Buy and not hold for long is the new investor philosophy4 min read . Updated: 09 Nov 2009, 09:59 PM IST
Buy and not hold for long is the new investor philosophy
Buy and not hold for long is the new investor philosophy
Mumbai: Naveen Pandey, 35, a Noida-based owner of a bearing making unit, is never far away from his computer workstation during market hours. He logs on to his online broker website and trades every day.
“Earlier, it was a pain calling up brokers and placing orders," he says. “Now I can monitor market movement closely, listen to what the experts say on the television and make my call."
In New Delhi, Behl, 29, who prefers to be identified by only his last name and works in one of the top management consulting firms, says he wants to keep his “money rolling". He calls himself “a trader in some high beta stocks", or very volatile ones, and keeps track of the market closely even as he helps companies manage operations efficiently.
With small investors aggressively trading in the market, value investing or “buy and hold" seems to be a thing of the past. Indian investors are holding on to their purchases for shorter periods of time.
The average holding period of Nifty stocks—the 50 companies that comprise the National Stock Exchange’s key index—by Indian investors has dipped significantly in the past four years, driven by easier access to online trading technologies and market information. A greater proportion of institutional investments, both domestic and foreign, is also leading to a frequent churn in holdings, market observers said.
In 2006, a share of a Nifty company typically changed hands once every 16 months. This calendar year, the average holding period has declined to 11 months.

******************************

Please reproduce the article on the investor philosophy word for word, from "In New Delhi, Behl, 29, who" up to and including "manage operations efficiently.". The material that comes after has no connection to the text.

******************************

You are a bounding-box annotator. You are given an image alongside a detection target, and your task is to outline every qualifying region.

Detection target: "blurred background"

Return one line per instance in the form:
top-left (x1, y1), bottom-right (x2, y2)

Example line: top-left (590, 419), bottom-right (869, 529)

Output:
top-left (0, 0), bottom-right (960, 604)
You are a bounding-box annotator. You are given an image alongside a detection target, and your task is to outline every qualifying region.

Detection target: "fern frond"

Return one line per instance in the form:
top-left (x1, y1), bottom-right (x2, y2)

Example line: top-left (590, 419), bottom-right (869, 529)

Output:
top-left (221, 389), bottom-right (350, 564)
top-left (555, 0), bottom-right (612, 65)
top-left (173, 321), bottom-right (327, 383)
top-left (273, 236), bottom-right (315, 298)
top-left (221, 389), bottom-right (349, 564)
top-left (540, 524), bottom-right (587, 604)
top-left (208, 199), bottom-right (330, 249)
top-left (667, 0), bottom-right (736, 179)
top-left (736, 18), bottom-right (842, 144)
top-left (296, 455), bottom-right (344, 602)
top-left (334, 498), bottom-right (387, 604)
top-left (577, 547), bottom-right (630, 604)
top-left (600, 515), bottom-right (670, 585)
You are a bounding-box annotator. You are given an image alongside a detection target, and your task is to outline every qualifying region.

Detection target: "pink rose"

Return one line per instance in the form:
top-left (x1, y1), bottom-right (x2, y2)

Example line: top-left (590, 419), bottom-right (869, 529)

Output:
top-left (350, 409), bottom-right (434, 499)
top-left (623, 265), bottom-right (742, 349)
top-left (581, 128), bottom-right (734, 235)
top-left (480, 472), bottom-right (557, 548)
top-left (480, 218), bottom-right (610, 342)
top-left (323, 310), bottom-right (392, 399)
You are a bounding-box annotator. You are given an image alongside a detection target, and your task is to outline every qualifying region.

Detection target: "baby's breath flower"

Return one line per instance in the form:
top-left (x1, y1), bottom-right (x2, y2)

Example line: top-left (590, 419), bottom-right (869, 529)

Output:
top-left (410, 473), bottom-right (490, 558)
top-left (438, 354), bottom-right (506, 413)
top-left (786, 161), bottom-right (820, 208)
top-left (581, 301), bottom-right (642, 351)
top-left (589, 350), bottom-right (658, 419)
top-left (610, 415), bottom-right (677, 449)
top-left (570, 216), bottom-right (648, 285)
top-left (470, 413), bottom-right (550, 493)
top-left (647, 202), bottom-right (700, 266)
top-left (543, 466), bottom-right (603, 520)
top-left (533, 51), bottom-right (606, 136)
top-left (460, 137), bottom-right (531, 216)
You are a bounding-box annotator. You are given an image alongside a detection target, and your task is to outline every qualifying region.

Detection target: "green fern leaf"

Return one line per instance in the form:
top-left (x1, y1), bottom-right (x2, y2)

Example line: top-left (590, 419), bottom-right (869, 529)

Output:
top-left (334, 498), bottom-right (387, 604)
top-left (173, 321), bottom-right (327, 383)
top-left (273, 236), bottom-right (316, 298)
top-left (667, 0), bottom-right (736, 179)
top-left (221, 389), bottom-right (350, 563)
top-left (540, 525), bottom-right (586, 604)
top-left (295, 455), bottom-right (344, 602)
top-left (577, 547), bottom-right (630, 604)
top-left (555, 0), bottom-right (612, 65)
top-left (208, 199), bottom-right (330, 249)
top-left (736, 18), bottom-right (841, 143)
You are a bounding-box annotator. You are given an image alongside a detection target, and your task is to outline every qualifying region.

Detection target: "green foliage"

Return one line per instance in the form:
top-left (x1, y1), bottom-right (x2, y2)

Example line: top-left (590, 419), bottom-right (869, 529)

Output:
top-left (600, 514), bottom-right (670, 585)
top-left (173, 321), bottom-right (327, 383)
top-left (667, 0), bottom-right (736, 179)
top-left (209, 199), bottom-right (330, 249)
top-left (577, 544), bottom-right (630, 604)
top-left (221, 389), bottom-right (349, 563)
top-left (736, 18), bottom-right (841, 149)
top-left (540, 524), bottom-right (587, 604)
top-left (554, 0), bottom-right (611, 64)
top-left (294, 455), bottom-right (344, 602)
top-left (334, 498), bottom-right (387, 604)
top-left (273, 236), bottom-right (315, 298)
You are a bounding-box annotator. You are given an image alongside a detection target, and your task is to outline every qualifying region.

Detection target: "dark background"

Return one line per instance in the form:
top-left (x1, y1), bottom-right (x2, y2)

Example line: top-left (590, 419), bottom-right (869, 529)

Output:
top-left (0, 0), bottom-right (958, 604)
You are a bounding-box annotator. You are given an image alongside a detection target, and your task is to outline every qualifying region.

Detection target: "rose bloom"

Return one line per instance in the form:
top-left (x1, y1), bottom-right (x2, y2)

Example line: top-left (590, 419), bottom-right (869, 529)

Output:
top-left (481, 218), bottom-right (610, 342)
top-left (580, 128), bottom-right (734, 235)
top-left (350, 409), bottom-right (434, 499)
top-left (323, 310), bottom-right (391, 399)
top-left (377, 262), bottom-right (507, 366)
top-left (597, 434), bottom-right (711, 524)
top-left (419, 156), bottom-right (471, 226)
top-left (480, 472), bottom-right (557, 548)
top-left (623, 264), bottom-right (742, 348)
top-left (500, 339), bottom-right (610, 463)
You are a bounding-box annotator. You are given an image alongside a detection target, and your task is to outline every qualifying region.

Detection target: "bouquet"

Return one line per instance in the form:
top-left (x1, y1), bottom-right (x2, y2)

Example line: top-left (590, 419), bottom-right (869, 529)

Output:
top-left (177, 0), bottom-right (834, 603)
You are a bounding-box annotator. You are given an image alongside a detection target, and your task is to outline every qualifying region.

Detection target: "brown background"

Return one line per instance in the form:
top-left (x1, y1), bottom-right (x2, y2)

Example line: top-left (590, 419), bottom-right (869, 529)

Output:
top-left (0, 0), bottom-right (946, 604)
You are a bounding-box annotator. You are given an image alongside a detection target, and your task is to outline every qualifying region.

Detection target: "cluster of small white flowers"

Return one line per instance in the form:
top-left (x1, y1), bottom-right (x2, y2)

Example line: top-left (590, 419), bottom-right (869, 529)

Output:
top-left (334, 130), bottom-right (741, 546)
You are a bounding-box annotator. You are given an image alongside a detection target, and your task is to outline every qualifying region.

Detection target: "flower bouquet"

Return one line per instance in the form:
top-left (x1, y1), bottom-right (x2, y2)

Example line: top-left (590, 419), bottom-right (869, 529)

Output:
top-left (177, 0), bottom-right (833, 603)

******************************

Answer below:
In New Delhi, Behl, 29, who prefers to be identified by only his last name and works in one of the top management consulting firms, says he wants to keep his “money rolling". He calls himself “a trader in some high beta stocks", or very volatile ones, and keeps track of the market closely even as he helps companies manage operations efficiently.